* **Stored dataset entries**
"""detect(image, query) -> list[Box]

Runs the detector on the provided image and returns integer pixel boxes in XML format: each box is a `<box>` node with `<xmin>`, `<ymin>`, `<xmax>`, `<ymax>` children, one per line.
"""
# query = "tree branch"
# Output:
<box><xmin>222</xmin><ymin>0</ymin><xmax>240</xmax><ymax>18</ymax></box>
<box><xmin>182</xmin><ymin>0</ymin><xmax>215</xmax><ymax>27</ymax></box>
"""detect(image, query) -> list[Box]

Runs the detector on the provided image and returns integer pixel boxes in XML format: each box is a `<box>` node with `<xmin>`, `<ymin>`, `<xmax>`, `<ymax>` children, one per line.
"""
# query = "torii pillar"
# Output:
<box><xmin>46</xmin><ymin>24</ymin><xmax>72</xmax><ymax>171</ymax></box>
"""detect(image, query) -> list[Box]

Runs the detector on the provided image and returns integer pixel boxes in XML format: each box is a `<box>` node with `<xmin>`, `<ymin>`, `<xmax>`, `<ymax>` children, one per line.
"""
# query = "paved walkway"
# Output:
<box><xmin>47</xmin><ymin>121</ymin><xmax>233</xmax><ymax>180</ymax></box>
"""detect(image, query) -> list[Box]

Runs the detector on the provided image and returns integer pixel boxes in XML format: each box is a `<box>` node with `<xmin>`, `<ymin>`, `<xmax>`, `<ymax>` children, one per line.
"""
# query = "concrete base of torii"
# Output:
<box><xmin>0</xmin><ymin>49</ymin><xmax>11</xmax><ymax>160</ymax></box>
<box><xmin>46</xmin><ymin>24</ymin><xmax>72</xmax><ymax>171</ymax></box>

* **REQUIRED TASK**
Reproduce every line of the listing above with no changes.

* **RESULT OF THIS TASK**
"""detect(image, query) -> list[Box]

Runs the detector on the provided image and returns integer pixel boxes in XML format: each box is a `<box>` node with `<xmin>`, `<ymin>`, `<xmax>`, `<ymax>` children, one per line.
"""
# query = "tree branch"
# Output:
<box><xmin>222</xmin><ymin>0</ymin><xmax>240</xmax><ymax>18</ymax></box>
<box><xmin>182</xmin><ymin>0</ymin><xmax>215</xmax><ymax>27</ymax></box>
"""detect(image, query) -> list[Box]

Runs the detector on the provided image and returns integer pixel boxes in XML format: each box is a `<box>` node with `<xmin>`, `<ymin>`, `<xmax>`, `<ymax>` children, one per line.
"""
# query = "torii pillar"
# Output:
<box><xmin>46</xmin><ymin>24</ymin><xmax>72</xmax><ymax>171</ymax></box>
"""detect(image, query) -> list[Box]

Runs the detector on the provided image and returns integer pixel boxes in XML format: each box is a `<box>` node with `<xmin>`, `<ymin>`, `<xmax>`, `<ymax>` children, one per line.
"""
# query = "paved walkway"
# Output:
<box><xmin>47</xmin><ymin>121</ymin><xmax>233</xmax><ymax>180</ymax></box>
"""detect(image, query) -> list[Box]

Runs the detector on the provided image and returns integer pixel boxes in XML format: each box is a `<box>` node with `<xmin>`, `<ymin>`, `<xmax>`, `<ymax>` children, one per line.
"""
# query = "concrete base of torii"
# Output:
<box><xmin>0</xmin><ymin>49</ymin><xmax>11</xmax><ymax>160</ymax></box>
<box><xmin>46</xmin><ymin>24</ymin><xmax>72</xmax><ymax>171</ymax></box>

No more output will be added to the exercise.